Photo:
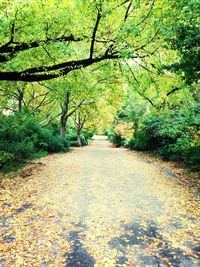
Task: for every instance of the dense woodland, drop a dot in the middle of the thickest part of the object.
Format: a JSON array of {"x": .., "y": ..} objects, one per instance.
[{"x": 69, "y": 69}]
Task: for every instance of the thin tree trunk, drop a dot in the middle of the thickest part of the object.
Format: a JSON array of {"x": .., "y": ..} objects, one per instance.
[{"x": 64, "y": 115}]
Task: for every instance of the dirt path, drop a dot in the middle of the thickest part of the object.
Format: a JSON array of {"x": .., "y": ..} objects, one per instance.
[{"x": 98, "y": 206}]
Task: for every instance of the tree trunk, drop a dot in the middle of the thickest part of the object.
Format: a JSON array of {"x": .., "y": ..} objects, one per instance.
[{"x": 64, "y": 115}]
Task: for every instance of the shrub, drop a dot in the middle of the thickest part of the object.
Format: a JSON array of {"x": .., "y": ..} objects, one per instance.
[
  {"x": 174, "y": 136},
  {"x": 24, "y": 138}
]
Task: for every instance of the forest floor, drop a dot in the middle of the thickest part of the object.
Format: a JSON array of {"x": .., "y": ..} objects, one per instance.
[{"x": 98, "y": 206}]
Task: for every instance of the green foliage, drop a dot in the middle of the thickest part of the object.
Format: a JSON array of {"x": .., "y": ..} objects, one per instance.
[
  {"x": 115, "y": 138},
  {"x": 22, "y": 138},
  {"x": 5, "y": 157},
  {"x": 174, "y": 136}
]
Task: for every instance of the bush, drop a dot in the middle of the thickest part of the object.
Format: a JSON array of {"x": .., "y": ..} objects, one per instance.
[
  {"x": 174, "y": 136},
  {"x": 5, "y": 158},
  {"x": 85, "y": 137},
  {"x": 116, "y": 139},
  {"x": 22, "y": 138}
]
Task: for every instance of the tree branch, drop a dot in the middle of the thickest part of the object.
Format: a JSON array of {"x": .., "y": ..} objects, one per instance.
[
  {"x": 99, "y": 13},
  {"x": 50, "y": 72}
]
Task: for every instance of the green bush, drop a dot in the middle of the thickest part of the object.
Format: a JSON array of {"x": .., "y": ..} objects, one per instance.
[
  {"x": 5, "y": 158},
  {"x": 85, "y": 137},
  {"x": 24, "y": 138},
  {"x": 174, "y": 136}
]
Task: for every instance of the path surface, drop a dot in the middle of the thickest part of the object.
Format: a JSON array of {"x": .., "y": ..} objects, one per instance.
[{"x": 98, "y": 206}]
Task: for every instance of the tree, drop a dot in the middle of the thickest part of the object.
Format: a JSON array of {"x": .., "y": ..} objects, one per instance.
[{"x": 38, "y": 36}]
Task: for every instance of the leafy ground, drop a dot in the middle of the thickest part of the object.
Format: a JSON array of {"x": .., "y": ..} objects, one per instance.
[{"x": 98, "y": 206}]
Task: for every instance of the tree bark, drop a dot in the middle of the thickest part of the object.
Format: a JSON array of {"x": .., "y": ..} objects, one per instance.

══════

JOB:
Please turn the lines from the one containing "Task: for every instance of the tree, drop" up to and including the final line of the rows into a Markdown table. Use the columns No. and Line, number each line, and leave out any blank ones.

FINAL RESULT:
| No. | Line |
|---|---|
| 1 | Task: for every instance of the tree, drop a dot in the middle of the thickest part of the object. |
| 2 | Format: a JSON array of {"x": .., "y": ..} objects, one per instance. |
| 3 | [{"x": 38, "y": 36}] |
| 4 | Task: for every instance of the leafy ground, drop a dot in the middle of the thickest part of the object. |
| 5 | Format: a JSON array of {"x": .., "y": ..} objects, one per instance. |
| 6 | [{"x": 98, "y": 206}] |
| 7 | Task: for every instance of the tree bark, drop a dot in the middle of the thickest part of the object. |
| 8 | Format: a JSON array of {"x": .., "y": ..} objects, one per instance. |